• What needs to be done: Please print exactly the lines running from the one that contains "Target: man wearing glasses" to the end of the data, with both lines included.

• Records for the task:
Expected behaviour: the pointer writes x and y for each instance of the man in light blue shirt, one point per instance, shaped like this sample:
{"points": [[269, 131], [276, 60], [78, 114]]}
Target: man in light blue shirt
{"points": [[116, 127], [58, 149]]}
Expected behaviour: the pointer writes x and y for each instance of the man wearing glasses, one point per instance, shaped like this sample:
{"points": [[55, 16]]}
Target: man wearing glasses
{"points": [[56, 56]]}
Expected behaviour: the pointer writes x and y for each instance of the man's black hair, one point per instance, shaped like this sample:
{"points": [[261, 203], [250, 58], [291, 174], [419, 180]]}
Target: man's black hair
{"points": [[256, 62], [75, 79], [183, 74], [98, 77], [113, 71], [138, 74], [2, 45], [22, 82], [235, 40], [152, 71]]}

• Final answer:
Target: man wearing glasses
{"points": [[56, 56]]}
Expected behaviour: the pointer writes x and y for each instance of the man's black hair, one point per instance, shaped like this sample:
{"points": [[261, 203], [250, 58], [291, 174], [419, 180]]}
Target: man's black hair
{"points": [[256, 62], [75, 79], [183, 74], [98, 77], [113, 71], [138, 74], [2, 45], [22, 82], [235, 40], [152, 71]]}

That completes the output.